▸ SHORT PROBLEM
It is required that all of the data be written out exactly.

▸ INFORMATION SHOWN
# # # # # # #

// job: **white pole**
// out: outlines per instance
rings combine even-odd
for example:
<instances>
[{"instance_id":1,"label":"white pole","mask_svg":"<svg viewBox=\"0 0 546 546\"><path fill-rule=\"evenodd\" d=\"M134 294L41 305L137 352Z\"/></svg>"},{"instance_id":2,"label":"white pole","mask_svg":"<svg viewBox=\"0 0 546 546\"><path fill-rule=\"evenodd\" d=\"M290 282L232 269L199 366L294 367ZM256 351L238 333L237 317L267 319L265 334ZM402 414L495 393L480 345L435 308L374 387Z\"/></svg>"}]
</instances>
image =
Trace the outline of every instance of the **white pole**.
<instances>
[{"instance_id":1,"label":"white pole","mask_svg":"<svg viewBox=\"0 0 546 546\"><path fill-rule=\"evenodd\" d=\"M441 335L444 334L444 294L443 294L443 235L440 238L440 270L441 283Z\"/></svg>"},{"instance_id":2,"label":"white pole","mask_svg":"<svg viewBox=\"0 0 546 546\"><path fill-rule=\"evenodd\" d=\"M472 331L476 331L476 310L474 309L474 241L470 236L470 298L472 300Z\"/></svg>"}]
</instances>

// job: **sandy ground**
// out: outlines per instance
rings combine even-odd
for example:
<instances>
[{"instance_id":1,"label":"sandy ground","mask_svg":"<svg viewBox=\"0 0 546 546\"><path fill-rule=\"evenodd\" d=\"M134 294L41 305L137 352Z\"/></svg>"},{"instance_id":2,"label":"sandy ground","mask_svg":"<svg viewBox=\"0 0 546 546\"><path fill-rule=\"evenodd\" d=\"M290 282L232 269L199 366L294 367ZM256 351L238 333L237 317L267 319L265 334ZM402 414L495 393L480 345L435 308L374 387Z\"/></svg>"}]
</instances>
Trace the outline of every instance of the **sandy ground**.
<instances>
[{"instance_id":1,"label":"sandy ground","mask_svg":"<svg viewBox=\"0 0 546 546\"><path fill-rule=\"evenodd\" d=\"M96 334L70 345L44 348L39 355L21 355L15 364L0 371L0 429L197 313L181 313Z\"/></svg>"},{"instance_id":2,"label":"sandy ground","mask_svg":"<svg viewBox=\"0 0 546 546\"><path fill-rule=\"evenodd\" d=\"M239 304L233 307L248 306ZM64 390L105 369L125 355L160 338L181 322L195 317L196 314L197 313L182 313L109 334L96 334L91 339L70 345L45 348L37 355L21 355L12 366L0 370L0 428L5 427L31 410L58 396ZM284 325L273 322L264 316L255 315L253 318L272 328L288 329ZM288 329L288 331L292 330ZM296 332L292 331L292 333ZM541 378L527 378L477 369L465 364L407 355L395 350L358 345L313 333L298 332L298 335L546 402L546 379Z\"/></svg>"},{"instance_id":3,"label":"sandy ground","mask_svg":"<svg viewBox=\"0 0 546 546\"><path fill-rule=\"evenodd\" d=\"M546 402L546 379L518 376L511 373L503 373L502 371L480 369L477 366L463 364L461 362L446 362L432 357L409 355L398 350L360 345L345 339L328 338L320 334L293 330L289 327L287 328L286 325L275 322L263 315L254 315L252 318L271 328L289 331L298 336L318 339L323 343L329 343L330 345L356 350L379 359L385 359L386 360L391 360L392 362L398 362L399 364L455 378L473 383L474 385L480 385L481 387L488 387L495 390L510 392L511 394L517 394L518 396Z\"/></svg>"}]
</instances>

# # # # # # #

▸ PROBLEM SOLUTION
// job: **white pole**
// out: outlines per instance
rings combine even-odd
for example:
<instances>
[{"instance_id":1,"label":"white pole","mask_svg":"<svg viewBox=\"0 0 546 546\"><path fill-rule=\"evenodd\" d=\"M134 294L41 305L137 352Z\"/></svg>"},{"instance_id":2,"label":"white pole","mask_svg":"<svg viewBox=\"0 0 546 546\"><path fill-rule=\"evenodd\" d=\"M290 282L232 269L199 366L294 367ZM256 351L238 333L237 317L267 319L265 334ZM402 414L495 393L480 345L435 308L374 387Z\"/></svg>"}]
</instances>
image =
Trace the outline of every instance of the **white pole**.
<instances>
[{"instance_id":1,"label":"white pole","mask_svg":"<svg viewBox=\"0 0 546 546\"><path fill-rule=\"evenodd\" d=\"M441 335L444 334L444 294L443 294L443 235L440 238L440 270L441 283Z\"/></svg>"},{"instance_id":2,"label":"white pole","mask_svg":"<svg viewBox=\"0 0 546 546\"><path fill-rule=\"evenodd\" d=\"M472 331L476 331L476 310L474 309L474 241L470 236L470 298L472 300Z\"/></svg>"}]
</instances>

// job: **sandy ground**
// out: outlines per instance
rings combine even-odd
for example:
<instances>
[{"instance_id":1,"label":"sandy ground","mask_svg":"<svg viewBox=\"0 0 546 546\"><path fill-rule=\"evenodd\" d=\"M134 294L41 305L137 352Z\"/></svg>"},{"instance_id":2,"label":"sandy ground","mask_svg":"<svg viewBox=\"0 0 546 546\"><path fill-rule=\"evenodd\" d=\"M290 282L232 269L199 366L294 367ZM256 351L238 333L237 317L267 319L265 334ZM402 414L495 393L480 345L435 308L374 387Z\"/></svg>"}]
</instances>
Trace the outline of every instance of the **sandy ground**.
<instances>
[{"instance_id":1,"label":"sandy ground","mask_svg":"<svg viewBox=\"0 0 546 546\"><path fill-rule=\"evenodd\" d=\"M96 334L70 345L44 348L39 355L21 355L15 364L0 371L0 429L197 313L181 313Z\"/></svg>"},{"instance_id":2,"label":"sandy ground","mask_svg":"<svg viewBox=\"0 0 546 546\"><path fill-rule=\"evenodd\" d=\"M239 304L233 307L248 306ZM64 390L105 369L125 355L160 338L181 322L195 317L196 314L197 313L182 313L109 334L96 334L91 339L70 345L45 348L37 355L21 355L12 366L0 370L0 428L5 427L31 410L58 396ZM284 325L273 322L264 316L255 315L253 318L272 328L288 329ZM288 329L288 331L292 330ZM296 332L292 331L292 333ZM541 378L527 378L477 369L465 364L407 355L395 350L358 345L313 333L298 332L298 335L546 402L546 379Z\"/></svg>"},{"instance_id":3,"label":"sandy ground","mask_svg":"<svg viewBox=\"0 0 546 546\"><path fill-rule=\"evenodd\" d=\"M546 402L546 379L518 376L511 373L503 373L502 371L480 369L477 366L463 364L461 362L446 362L432 357L409 355L398 350L360 345L345 339L328 338L320 334L293 330L289 327L287 328L286 325L275 322L263 315L254 315L252 318L271 328L289 331L298 336L318 339L323 343L329 343L330 345L356 350L379 359L385 359L386 360L391 360L392 362L398 362L399 364L455 378L473 383L474 385L480 385L481 387L488 387L495 390L510 392L511 394L517 394L518 396Z\"/></svg>"}]
</instances>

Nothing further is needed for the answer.